SUPPLIED PASSAGE ->
+===+
BIG SKY - Along Summit View Drive, a windy road that cuts through a young conifer forest behind a red steel gate in Big Sky, is a 9,300-square-foot home with five bedrooms and nearly twice as many baths.

The six tall windows that wrap around the living room and wood stove provide an unobstructed view of Lone Peak. Downstairs, the WhisperKool 4200 awaits programming to set the climate in the glass-walled wine cellar.

The mansion can be had for $2.4 million. And that's a fetching price compared to the $4 million price tag attached to it just a year ago.

And while the home's hidden passageways and boulder-lined hot tub make it a particular sort of palace, the deep price cut is common these days in Big Sky.

All along the paved switchbacks in the Madison Mountains, prices for homes and condos have been cut by 30 percent to 40 percent over the last year, said Martha Johnson, president of Rivers to Peaks Real Estate, who has been selling property in Big Sky for well over a decade.

It's an uncoordinated fire sale fueled by foreclosures and cash-strapped homeowners looking to unload property, Johnson said over a latte at a coffee shop last week.
+===+
EXTRACTED ENTRIES ->

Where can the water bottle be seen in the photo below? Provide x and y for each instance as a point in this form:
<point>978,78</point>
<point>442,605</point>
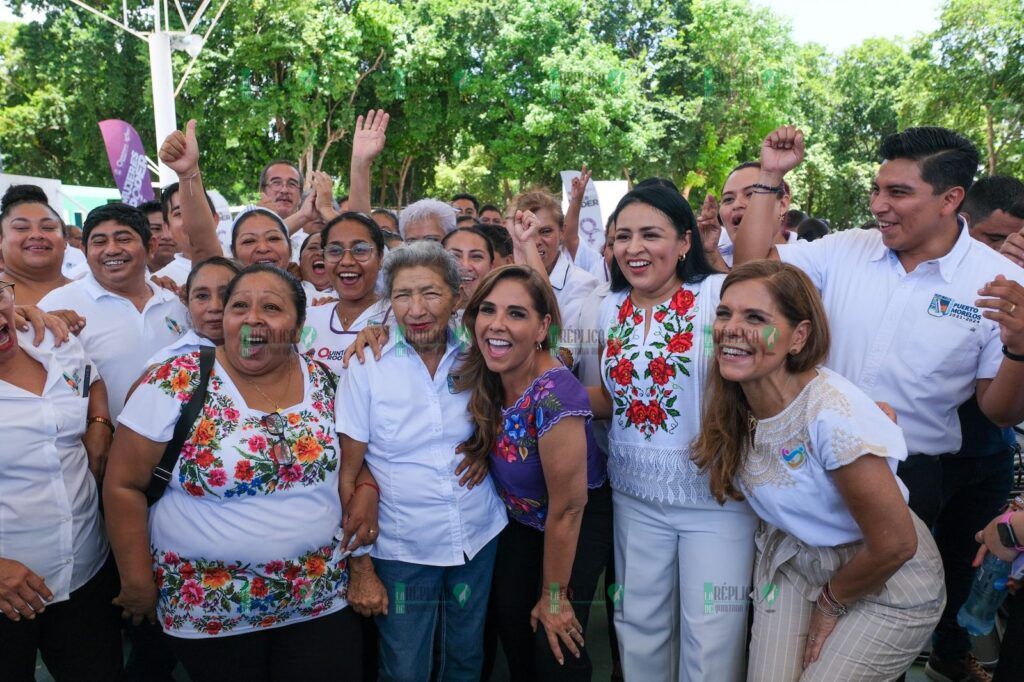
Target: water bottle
<point>988,590</point>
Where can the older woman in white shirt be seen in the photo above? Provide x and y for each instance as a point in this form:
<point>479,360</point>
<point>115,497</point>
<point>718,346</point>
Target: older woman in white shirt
<point>437,539</point>
<point>848,581</point>
<point>55,582</point>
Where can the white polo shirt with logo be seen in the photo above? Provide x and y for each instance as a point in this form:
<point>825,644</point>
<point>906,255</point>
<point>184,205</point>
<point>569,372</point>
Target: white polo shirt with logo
<point>117,337</point>
<point>914,340</point>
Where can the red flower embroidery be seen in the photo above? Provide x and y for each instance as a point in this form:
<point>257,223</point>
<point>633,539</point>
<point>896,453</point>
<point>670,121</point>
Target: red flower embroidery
<point>682,301</point>
<point>622,374</point>
<point>636,413</point>
<point>680,342</point>
<point>244,471</point>
<point>660,371</point>
<point>614,346</point>
<point>654,413</point>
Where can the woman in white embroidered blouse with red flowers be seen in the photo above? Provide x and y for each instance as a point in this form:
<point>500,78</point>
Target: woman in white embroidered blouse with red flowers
<point>672,538</point>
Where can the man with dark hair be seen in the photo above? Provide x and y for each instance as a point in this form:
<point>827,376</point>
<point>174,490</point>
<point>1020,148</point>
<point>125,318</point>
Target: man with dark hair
<point>466,204</point>
<point>923,317</point>
<point>988,209</point>
<point>180,264</point>
<point>165,247</point>
<point>492,214</point>
<point>129,317</point>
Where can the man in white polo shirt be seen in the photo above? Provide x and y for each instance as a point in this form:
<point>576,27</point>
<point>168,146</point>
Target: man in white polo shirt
<point>129,317</point>
<point>923,316</point>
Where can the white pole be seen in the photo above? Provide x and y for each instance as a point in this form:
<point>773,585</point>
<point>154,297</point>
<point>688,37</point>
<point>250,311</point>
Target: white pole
<point>163,95</point>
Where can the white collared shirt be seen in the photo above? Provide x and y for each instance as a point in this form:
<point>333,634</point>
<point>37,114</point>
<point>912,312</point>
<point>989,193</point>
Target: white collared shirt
<point>117,337</point>
<point>412,423</point>
<point>49,514</point>
<point>177,269</point>
<point>325,339</point>
<point>572,286</point>
<point>913,340</point>
<point>189,342</point>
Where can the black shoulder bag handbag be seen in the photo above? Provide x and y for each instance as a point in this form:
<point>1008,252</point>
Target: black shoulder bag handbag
<point>189,411</point>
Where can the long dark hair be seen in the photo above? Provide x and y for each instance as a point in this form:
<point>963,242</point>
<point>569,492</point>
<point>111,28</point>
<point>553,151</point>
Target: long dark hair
<point>725,432</point>
<point>691,269</point>
<point>486,399</point>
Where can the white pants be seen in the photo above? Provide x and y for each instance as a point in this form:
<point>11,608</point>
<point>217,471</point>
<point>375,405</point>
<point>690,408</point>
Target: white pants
<point>685,578</point>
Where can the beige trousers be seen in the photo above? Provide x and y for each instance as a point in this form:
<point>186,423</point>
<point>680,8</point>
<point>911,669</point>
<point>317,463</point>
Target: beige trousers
<point>877,640</point>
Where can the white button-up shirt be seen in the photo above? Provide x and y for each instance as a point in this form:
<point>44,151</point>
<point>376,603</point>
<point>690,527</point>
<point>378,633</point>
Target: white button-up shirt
<point>572,286</point>
<point>117,337</point>
<point>412,423</point>
<point>49,515</point>
<point>913,340</point>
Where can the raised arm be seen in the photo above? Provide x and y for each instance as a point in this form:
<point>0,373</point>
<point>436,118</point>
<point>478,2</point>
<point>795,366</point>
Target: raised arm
<point>130,465</point>
<point>571,223</point>
<point>781,152</point>
<point>563,459</point>
<point>367,143</point>
<point>870,493</point>
<point>180,153</point>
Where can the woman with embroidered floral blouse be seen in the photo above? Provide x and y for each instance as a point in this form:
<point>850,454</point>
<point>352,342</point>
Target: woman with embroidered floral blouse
<point>242,559</point>
<point>672,538</point>
<point>532,420</point>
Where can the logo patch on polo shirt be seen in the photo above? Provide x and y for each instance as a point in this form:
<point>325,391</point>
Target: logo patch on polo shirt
<point>943,306</point>
<point>794,458</point>
<point>174,326</point>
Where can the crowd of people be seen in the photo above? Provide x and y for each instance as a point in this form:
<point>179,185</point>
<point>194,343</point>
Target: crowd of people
<point>325,439</point>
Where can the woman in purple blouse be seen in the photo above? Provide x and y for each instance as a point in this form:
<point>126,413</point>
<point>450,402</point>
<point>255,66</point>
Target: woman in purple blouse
<point>534,422</point>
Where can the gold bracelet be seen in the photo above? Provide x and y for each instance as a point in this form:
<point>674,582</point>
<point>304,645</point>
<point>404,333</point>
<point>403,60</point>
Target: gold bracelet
+===+
REQUIRED ACTIONS ->
1) Answer these questions using the Big Sky real estate text:
(a) How many bedrooms does the home on Summit View Drive have?
(b) What price was attached to that home a year ago?
(c) What position does Martha Johnson hold?
2) Please reproduce the Big Sky real estate text starting with "All along the" and going on through "over a decade.".
The records play no part in these tasks.

WRITTEN ANSWERS ->
1)
(a) Five
(b) $4 million
(c) President of Rivers to Peaks Real Estate

2)
All along the paved switchbacks in the Madison Mountains, prices for homes and condos have been cut by 30 percent to 40 percent over the last year, said Martha Johnson, president of Rivers to Peaks Real Estate, who has been selling property in Big Sky for well over a decade.